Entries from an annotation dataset
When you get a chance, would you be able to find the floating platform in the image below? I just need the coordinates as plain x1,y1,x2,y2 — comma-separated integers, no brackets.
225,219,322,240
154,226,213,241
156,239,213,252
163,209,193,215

**Do this:** Rewrite the records above with "floating platform" changed to "floating dock", leaving every other word and character untouched.

**Answer to the exercise:**
When you get a chance, would you be able to find the floating dock in the image below? I just need the coordinates as plain x1,y1,x2,y2 — comma-separated integers, no brackets.
225,219,322,240
154,226,213,241
156,239,213,252
163,209,193,215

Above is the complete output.